### YOUR GOAL
Change every "referring expression" in the material below to "text description", keeping everything else the same. Repeat all the lines but leave out the pictures.

Detection material
● ● ● ● ●

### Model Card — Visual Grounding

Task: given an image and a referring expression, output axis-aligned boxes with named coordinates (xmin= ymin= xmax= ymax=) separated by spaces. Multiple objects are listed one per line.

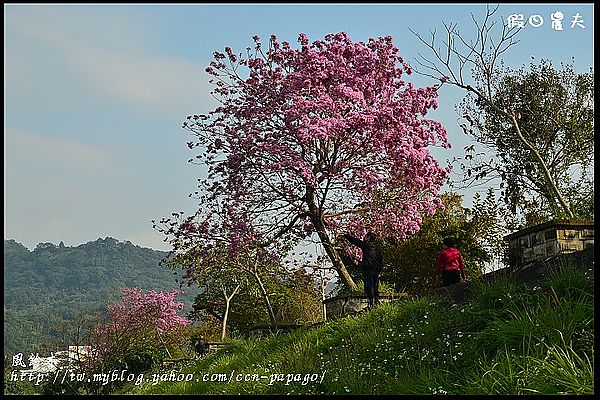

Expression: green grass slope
xmin=125 ymin=260 xmax=594 ymax=394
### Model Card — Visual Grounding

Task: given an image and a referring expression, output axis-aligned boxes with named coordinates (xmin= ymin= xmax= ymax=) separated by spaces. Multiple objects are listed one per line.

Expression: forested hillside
xmin=4 ymin=237 xmax=196 ymax=355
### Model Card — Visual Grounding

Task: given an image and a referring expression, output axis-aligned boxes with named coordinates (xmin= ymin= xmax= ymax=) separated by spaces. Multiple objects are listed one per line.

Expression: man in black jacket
xmin=343 ymin=232 xmax=383 ymax=306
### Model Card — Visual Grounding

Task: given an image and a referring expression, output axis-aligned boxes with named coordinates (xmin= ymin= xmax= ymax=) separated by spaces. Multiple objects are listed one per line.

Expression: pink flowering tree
xmin=88 ymin=288 xmax=189 ymax=371
xmin=153 ymin=32 xmax=449 ymax=290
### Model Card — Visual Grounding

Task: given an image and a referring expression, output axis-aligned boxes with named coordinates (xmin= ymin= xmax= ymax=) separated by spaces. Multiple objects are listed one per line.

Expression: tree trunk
xmin=510 ymin=115 xmax=574 ymax=219
xmin=252 ymin=271 xmax=275 ymax=325
xmin=313 ymin=218 xmax=358 ymax=292
xmin=305 ymin=187 xmax=358 ymax=292
xmin=221 ymin=285 xmax=241 ymax=341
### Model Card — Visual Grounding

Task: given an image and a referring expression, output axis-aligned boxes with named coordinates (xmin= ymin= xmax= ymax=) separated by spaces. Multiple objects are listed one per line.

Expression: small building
xmin=505 ymin=221 xmax=594 ymax=266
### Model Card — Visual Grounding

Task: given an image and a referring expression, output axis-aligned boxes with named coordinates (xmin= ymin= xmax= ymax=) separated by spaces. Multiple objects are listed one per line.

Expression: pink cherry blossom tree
xmin=153 ymin=32 xmax=449 ymax=290
xmin=89 ymin=288 xmax=189 ymax=367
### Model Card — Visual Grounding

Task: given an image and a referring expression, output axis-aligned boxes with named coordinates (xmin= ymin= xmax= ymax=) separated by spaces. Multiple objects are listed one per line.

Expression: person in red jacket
xmin=435 ymin=238 xmax=465 ymax=286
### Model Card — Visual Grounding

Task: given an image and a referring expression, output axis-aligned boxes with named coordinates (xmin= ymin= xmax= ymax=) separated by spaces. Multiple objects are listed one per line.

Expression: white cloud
xmin=5 ymin=6 xmax=212 ymax=116
xmin=4 ymin=127 xmax=131 ymax=176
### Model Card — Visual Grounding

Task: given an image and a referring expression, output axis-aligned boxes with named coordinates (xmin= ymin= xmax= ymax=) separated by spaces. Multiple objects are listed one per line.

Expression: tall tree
xmin=381 ymin=190 xmax=506 ymax=293
xmin=158 ymin=32 xmax=449 ymax=289
xmin=415 ymin=3 xmax=594 ymax=222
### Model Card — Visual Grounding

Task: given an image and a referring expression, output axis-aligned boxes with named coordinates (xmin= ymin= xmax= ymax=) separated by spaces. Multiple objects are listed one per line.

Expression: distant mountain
xmin=4 ymin=237 xmax=197 ymax=356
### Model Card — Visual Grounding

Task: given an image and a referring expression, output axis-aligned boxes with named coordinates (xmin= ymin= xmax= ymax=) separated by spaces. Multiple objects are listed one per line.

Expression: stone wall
xmin=323 ymin=293 xmax=405 ymax=320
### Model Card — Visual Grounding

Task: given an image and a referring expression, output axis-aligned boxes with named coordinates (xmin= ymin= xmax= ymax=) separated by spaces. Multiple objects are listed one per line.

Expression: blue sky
xmin=4 ymin=3 xmax=593 ymax=250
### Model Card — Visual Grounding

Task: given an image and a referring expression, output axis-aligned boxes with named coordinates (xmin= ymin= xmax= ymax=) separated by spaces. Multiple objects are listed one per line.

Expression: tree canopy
xmin=155 ymin=32 xmax=449 ymax=288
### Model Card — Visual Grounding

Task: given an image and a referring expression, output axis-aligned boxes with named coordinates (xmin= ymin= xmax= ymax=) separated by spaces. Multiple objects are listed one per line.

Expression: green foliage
xmin=4 ymin=238 xmax=194 ymax=355
xmin=381 ymin=190 xmax=503 ymax=293
xmin=193 ymin=270 xmax=323 ymax=340
xmin=130 ymin=256 xmax=594 ymax=395
xmin=459 ymin=60 xmax=594 ymax=225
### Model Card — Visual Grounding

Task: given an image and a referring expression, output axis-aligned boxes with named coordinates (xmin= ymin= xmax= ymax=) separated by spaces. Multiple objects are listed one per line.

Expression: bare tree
xmin=411 ymin=6 xmax=593 ymax=222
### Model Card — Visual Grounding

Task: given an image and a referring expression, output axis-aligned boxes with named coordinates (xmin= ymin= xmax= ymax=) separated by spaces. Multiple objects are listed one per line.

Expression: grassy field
xmin=129 ymin=265 xmax=594 ymax=394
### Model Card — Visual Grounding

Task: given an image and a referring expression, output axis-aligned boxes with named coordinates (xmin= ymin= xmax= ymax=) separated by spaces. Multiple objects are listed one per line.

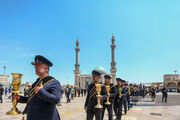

● ● ● ● ●

### EXERCISE ANSWER
### Model Card — Visual Grounding

Task: given an image and a text description, output axis-aligned boxes with named coordinates (xmin= ymin= xmax= ymax=) separated by spaces. Multiple objects are listed one per line.


Expression: green grass slope
xmin=125 ymin=260 xmax=594 ymax=394
### Model Card — Visual Grounding

Task: given an image and a text description, output axis-aligned boxes with named coordinates (xmin= ymin= xmax= ymax=) separated by spaces. Multiple objects are listed one per line.

Expression: forested hillside
xmin=4 ymin=237 xmax=196 ymax=355
### Model Card — Visual Grounding

Task: given an image and a text description, output axis-aligned boxes with named coordinates (xmin= ymin= xmax= ymax=) separated by spaces. Multiple objects are listed one per line.

Expression: man in black jacket
xmin=343 ymin=232 xmax=383 ymax=306
### Model Card — Visual Grounding

Task: given an image and a text description, output axis-aligned boxes with named coordinates (xmin= ymin= xmax= ymax=) separated by spaces. Multiple objects are listed one per line.

Expression: pink flowering tree
xmin=88 ymin=288 xmax=189 ymax=371
xmin=153 ymin=32 xmax=449 ymax=290
### Model Card — Visual Grounding

Task: given an image and a text description, output axis-aligned boxes with named coordinates (xmin= ymin= xmax= ymax=) separated by spaces. Multiple objects are listed one per line.

Expression: tree trunk
xmin=510 ymin=115 xmax=574 ymax=219
xmin=252 ymin=271 xmax=275 ymax=325
xmin=313 ymin=218 xmax=358 ymax=292
xmin=305 ymin=187 xmax=358 ymax=292
xmin=221 ymin=285 xmax=241 ymax=341
### Model Card — Visual Grounding

Task: given an image and a text description, output axis-aligned boxes with named coordinates (xmin= ymin= xmax= ymax=) separated by spaces. Multiple objects are listed one per line.

Expression: small building
xmin=505 ymin=221 xmax=594 ymax=266
### Model Card — Visual Grounding

Task: given an image and a text description, output axis-aligned boxes with named coordinates (xmin= ymin= xmax= ymax=) separated by spaces. Multiple objects are listed one per line.

Expression: pink cherry blossom tree
xmin=153 ymin=32 xmax=449 ymax=290
xmin=89 ymin=288 xmax=189 ymax=367
### Model Card — Visual Grounding

Task: given an image and a text description, output axis-aligned boxes with named coordinates (xmin= ymin= xmax= ymax=) separated by spaces. Multiple objects are listed one per line.

Expression: person in red jacket
xmin=435 ymin=238 xmax=465 ymax=286
### Model Card — Visual Grounding

Task: given an image and a text description, output axis-aligned boxes with named coordinates (xmin= ymin= xmax= ymax=) separated by spaces. Multiple objects are listed one per line.

Expression: white cloud
xmin=5 ymin=6 xmax=212 ymax=116
xmin=4 ymin=127 xmax=131 ymax=176
### Model Card — Visual Grounding

Task: given an image and a text description, output axis-aligned boxes with named coordinates (xmin= ymin= xmax= ymax=) separated by spaces. Multiple objects are listed one per line.

Expression: tall tree
xmin=381 ymin=190 xmax=506 ymax=293
xmin=158 ymin=32 xmax=449 ymax=289
xmin=415 ymin=3 xmax=594 ymax=222
### Model Card — Visual Grounding

Task: given an image and a text description, output axis-aligned boxes with named coordinates (xmin= ymin= xmax= ymax=) separated by spaces. Multiple objects are listed one per line.

Expression: distant mountain
xmin=4 ymin=237 xmax=197 ymax=356
### Model Card — Visual Grounding

Task: given an image and a text description, output axis-aligned boxes with named coordinates (xmin= ymin= xmax= ymax=) separated by spaces. Multiple objects are listed one per line.

Expression: stone wall
xmin=323 ymin=293 xmax=405 ymax=320
### Model Card — Visual Grounding

Task: given an image and a text description, output axis-aligned boxes with named coordinates (xmin= ymin= xmax= ymax=) separated by spaces. Multiple objects are listed one per line.

Expression: blue sky
xmin=4 ymin=3 xmax=593 ymax=250
### Model Card — Visual Grounding

Task: given an image and a text description, output axis-aligned boxes with named coordinates (xmin= ymin= xmax= ymax=) separated by spaces. Multiple objects are listed one per line.

Expression: tree canopy
xmin=155 ymin=32 xmax=449 ymax=288
### Model Card — Visual Grounding

Task: given an image and a text description, output axis-aligned boxes with named coordinates (xmin= ymin= xmax= ymax=) separated by spaces. Multiple objects are listed one per line.

Expression: green foliage
xmin=4 ymin=238 xmax=194 ymax=355
xmin=381 ymin=190 xmax=503 ymax=293
xmin=193 ymin=270 xmax=323 ymax=340
xmin=130 ymin=256 xmax=594 ymax=395
xmin=459 ymin=60 xmax=594 ymax=225
### Model Card — Visual Grounding

Task: given an image and a text description, output axis-aligned boxes with named coordinates (xmin= ymin= xmax= ymax=) separated by spaces. Multiple objects are listed one per line.

Expression: bare tree
xmin=411 ymin=6 xmax=593 ymax=222
### Model Card — Visual Grounding

Task: given an image and a text description, output axis-aligned boxes with named coordinates (xmin= ymin= xmax= ymax=) separated by spaces. Multiple objects are listed one per line.

Expression: grassy field
xmin=129 ymin=265 xmax=594 ymax=394
### Model Card — Visual Grounding

Task: given an image and a text description, output axis-aligned boxes with named coordinates (xmin= ymin= xmax= ymax=) separated by spaces. Multiple objects are listed one per line.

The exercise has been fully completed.